- _Directive a_: According to the discussion of Russian space images, what is the name of the new satellite that took the Russian photos of Earth?

- _Source document_:

Start

Why Russian Space Images Look Different From NASA's
An anonymous reader writes "The Russians have published two amazing photos of Earth using their new Elektro-L satellite, in 30,000km high orbit around the equator. The quality is stunning, and they look quite different from NASA's Earth images. But why are they different? And are they better than NASA's?"
Well, they're in Russian, for one thing.
Actually it is faulty the 1st time you click the link
After it sets its cookies it works fine ...
Gizmodo redirects any traffic to their localized versions. For example, I'm in Brazil and if I follow the link provided in the summary, they redirect me to http://www.gizmodo.com.br/#!5787176/this-is-the-moon-and-the-earth-like-you-have-never-seen-them-before -- that doesn't exist and goes to the front page of the localized version.
Note that I both my OS and browser are in English. I even made sure that my "preferred language for displaying pages" are only English. I guess they do the redirection based on IP only, and find that quite rude.
In my experience with remote sensing better looking means nothing. What matters is the what kind of information we're able to extract from images. Like:
http://www.sciencephoto.com/images/download_wm_image.html/E750009-F._colour_Landsat_image_of_a_reservoir_in_Virginia-SPL.jpg?id=697500009
This a useful Landsat image (or composition, actually). It's also very ugly. But it's very useful.
We often had a guy to make a few beautiful images. Do the composition in the GIS software we used normally and our designed retouched it on Photoshop. People often went "wow" when looking at it but it was useless.
English is not my first language. Corrections and suggestions are welcome.
Terrible article.. what's amazing here is that a whole mess of satellites have been launched to GEO but this is the first time anyone bothered to release photos from the altitude to the public. Isn't it glorious to see the entire Earth in one frame?!
How we know is more important than what we know.
Gizmodo always does that. The links all revert to their home page like the fucken inbred assholes that they are.
Remove the "#!" part.
http://gizmodo.com/5787176/this-is-the-moon-and-the-earth-like-you-have-never-seen-them-before
Oh, gizmodo is horrible. First it took me to the german site, which didn't have the article. Then, after lots of manipulation (click the little 'US' label on the left top), I got to the article, but couldn't figure out how to close the stupid window that covers half of the cool image they're talking about.
But, to the subject: Isn't it fairly obvious why the russian image looks better? Look: compare the NASA image: http://visibleearth.nasa.gov/view_rec.php?id=2429 to the russian one: http://www.russianspaceweb.com/images/spacecraft/application/weather/elektro/earth_disk1_1.jpg One obvious difference - in the NASA image, clouds have no shadow, in the russian one they do. That makes the NASA image look flat, and the russian one jump out in 3D. Why that is, I'm not sure.
"the Russian images are not better or worse than their images. They are just different visualizations of reality based on different data sets" and this sums up nearly everything ever.

End

- _Directive b_: Format the part of the entries that opens with the line containing "In the photo above, each instance of the tow" and runs through the end of the entries as a Markdown table with the columns n and Line, one row per line, skipping blank lines.

- _Input records_:
Start

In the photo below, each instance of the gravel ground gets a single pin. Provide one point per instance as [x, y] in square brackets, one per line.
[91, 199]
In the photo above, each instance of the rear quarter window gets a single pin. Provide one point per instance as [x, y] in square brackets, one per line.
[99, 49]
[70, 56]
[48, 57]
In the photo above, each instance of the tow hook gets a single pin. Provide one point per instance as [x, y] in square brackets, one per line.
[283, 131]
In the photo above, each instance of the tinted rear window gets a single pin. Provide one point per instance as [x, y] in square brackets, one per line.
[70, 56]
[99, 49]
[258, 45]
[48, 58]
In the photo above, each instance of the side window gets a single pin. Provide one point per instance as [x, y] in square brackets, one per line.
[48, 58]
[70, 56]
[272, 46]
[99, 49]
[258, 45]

End

- _Reply a_: Elektro-L

- _Reply b_:
| n | Line |
|---|---|
| 1 | In the photo above, each instance of the tow hook gets a single pin. Provide one point per instance as [x, y] in square brackets, one per line. |
| 2 | [283, 131] |
| 3 | In the photo above, each instance of the tinted rear window gets a single pin. Provide one point per instance as [x, y] in square brackets, one per line. |
| 4 | [70, 56] |
| 5 | [99, 49] |
| 6 | [258, 45] |
| 7 | [48, 58] |
| 8 | In the photo above, each instance of the side window gets a single pin. Provide one point per instance as [x, y] in square brackets, one per line. |
| 9 | [48, 58] |
| 10 | [70, 56] |
| 11 | [272, 46] |
| 12 | [99, 49] |
| 13 | [258, 45] |